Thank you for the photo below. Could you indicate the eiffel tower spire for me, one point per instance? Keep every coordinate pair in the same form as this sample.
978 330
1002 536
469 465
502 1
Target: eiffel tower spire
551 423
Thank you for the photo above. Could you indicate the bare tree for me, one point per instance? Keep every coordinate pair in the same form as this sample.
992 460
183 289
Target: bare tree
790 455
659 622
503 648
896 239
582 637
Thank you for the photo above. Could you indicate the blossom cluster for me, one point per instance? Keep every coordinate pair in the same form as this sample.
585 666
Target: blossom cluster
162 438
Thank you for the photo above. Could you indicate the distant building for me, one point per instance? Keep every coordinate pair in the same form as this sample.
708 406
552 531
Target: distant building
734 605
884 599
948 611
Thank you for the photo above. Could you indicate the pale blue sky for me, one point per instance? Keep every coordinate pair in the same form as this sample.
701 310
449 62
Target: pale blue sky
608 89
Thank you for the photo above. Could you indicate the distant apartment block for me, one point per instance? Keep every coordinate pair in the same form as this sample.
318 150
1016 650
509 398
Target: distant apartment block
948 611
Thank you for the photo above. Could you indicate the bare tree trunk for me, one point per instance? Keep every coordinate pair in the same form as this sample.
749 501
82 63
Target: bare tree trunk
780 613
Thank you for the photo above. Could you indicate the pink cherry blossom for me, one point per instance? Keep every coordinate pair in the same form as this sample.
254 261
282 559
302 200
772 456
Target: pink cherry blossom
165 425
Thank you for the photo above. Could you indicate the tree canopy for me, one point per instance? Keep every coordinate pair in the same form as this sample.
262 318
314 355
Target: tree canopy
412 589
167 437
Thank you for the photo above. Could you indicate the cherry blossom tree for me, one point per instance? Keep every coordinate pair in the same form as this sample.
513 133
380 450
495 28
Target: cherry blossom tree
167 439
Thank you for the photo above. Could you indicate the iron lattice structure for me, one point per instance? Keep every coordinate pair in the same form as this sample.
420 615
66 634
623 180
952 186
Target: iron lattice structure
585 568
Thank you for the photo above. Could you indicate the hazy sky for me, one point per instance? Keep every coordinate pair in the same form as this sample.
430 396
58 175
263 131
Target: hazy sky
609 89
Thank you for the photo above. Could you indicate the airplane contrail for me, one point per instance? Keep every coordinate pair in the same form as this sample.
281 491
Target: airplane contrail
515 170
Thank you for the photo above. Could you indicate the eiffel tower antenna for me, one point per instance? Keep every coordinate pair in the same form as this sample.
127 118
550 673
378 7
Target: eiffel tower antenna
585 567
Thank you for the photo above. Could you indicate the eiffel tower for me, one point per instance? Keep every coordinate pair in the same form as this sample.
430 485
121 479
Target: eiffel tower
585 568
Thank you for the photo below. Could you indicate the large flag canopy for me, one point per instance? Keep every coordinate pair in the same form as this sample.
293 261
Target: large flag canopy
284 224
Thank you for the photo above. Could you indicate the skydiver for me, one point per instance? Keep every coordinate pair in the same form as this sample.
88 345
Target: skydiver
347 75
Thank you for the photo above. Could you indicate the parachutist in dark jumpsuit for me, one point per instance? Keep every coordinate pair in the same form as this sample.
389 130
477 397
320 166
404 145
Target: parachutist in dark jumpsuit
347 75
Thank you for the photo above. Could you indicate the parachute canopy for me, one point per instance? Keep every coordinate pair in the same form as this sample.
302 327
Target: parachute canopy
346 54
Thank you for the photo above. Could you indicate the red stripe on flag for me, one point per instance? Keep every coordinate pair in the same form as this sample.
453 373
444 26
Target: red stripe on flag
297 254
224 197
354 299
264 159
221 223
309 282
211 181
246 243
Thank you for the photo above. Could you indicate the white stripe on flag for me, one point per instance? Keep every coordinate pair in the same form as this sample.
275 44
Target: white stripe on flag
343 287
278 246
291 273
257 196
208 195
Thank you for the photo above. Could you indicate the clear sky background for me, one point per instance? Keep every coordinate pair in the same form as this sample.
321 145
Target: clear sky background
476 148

* * * * *

- TASK -
Could you quote the material above in full, exactly as it stands?

- FULL SOLUTION -
Thank you for the photo below. Could you indicate the eiffel tower spire for me, one point per instance? Keep every coordinate pair in the same form as this sample.
978 330
1002 536
469 465
502 1
Target: eiffel tower spire
551 423
Thank you for the photo above. Could you indicate the bare tree for me, one point per instance? Keep every coordinate pair in the same form as this sample.
992 460
183 289
Target: bare tree
790 455
659 622
503 648
896 239
582 637
Thank you for the photo above. Could you indicate the blossom cluster for me, one point per instance? Keep every coordinate pair in the same form as this sample.
585 666
Target: blossom cluster
162 438
Thank you for the photo above. Could you indicate the distant building for me, one point per instance? Keep every coordinate pair in the same form as this sample.
708 406
552 531
Target: distant building
734 605
884 599
948 611
Thank you for the photo above. Could you indicate the pale blue sky for me, one point per instance? Keep every coordinate pair in the same form as this sample.
701 310
449 62
Target: pale blue sky
608 89
Thank you for the photo above. Could you indicate the distant apartment block for me, one point per instance? Keep every coordinate pair in the same form as this sample.
318 150
1016 650
509 398
Target: distant apartment block
948 611
Thank you for the photo above. Could you indicate the bare tree trunk for me, one point per instance? Keep every coordinate pair in the same form as this sample.
749 501
82 63
Target: bare tree trunk
780 613
Thank you for the photo above. Could you indicate the pink cherry blossom for me, one point per instance? Keep every coordinate pair in the same form as this sample.
254 261
282 559
302 200
772 456
Target: pink cherry blossom
165 425
Thank you for the photo above. Could you indicate the tree canopy for me, one point per instance? Keep every coordinate pair in the same form as this sample.
262 318
314 355
Target: tree canopy
412 589
167 437
Thank you for the photo above. Could you indicate the cherry blossom tree for me, one point per instance? Keep every coordinate pair in the same form as this sample.
513 133
380 450
495 28
Target: cherry blossom tree
167 439
Thank you for the photo above. Could you indicate the iron lattice structure for me, one point per instance? Keep every coordinate pair in the same form as this sample.
420 615
66 634
623 180
952 186
Target: iron lattice structure
585 568
Thank you for the photo above. Could you indicate the hazy sky for me, one point per instance? Keep every coordinate pair in the same form as this sample.
430 396
58 175
263 131
Target: hazy sky
609 89
Thank you for the photo above. Could you indicate the airplane contrail for me, one point per instance? Keep every coordinate pair in the same form as this sample.
281 491
Target: airplane contrail
515 170
Thank you for the photo above. Could you indicate the eiffel tower antenna for me, one point per instance? Keep every coordinate pair in the same form as this sample.
127 118
550 673
378 7
Target: eiffel tower antenna
585 567
Thank you for the photo above. Could you indicate the eiffel tower for me, one point per instance? Keep every coordinate pair in the same form as this sample.
430 485
121 479
Target: eiffel tower
585 568
Thank you for the photo below. Could you indicate the large flag canopy for me, one point per instance? Keep every coordinate pair in the same form as this sample.
293 261
Target: large flag canopy
284 224
Thank you for the photo above. Could you indicate the skydiver for me, one point per instance? Keep every coordinate pair in the same form as this sample.
88 345
Target: skydiver
347 75
Thank you for the photo above. Could you indicate the parachutist in dark jumpsuit for me, one point per instance? Keep every coordinate pair in the same form as this sample.
389 130
477 397
320 166
404 145
Target: parachutist in dark jumpsuit
347 75
Thank you for the photo above. Could you indicate the parachute canopy for me, one point per instance? Keep every coordinate pair in the same form as this sample.
302 327
Target: parachute canopy
346 54
Thank you for the photo above. Could you indicate the red stripe on flag for me, one point per instance? Keep every coordinate pair in the same form as this sample.
453 373
444 26
Target: red stripe on flag
297 254
224 197
354 299
264 159
221 223
309 282
211 181
246 243
Thank you for the photo above. Could you indicate the white stripe on flag for me, one point per instance? Keep every coordinate pair in the same form as this sample.
275 44
Target: white stripe on flag
343 287
278 246
291 273
257 196
208 195
Thank you for the photo above. Could you indicate the clear sky background for me, one point per instance? Keep every coordinate pair in the same form as this sample.
321 145
Target: clear sky background
476 148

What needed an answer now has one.